Items from a point annotation set –
-=-=-

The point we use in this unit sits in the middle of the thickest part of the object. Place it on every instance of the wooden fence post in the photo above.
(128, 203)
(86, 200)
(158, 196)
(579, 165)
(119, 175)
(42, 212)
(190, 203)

-=-=-

SHORT PROBLEM – Reproduce each of the items above verbatim, without any alteration.

COMPLETE OUTPUT –
The point we use in this unit sits in the middle of the thickest part of the object. Place it on every instance of the wooden fence post in the photo above.
(128, 203)
(86, 200)
(158, 196)
(579, 165)
(119, 175)
(42, 212)
(190, 203)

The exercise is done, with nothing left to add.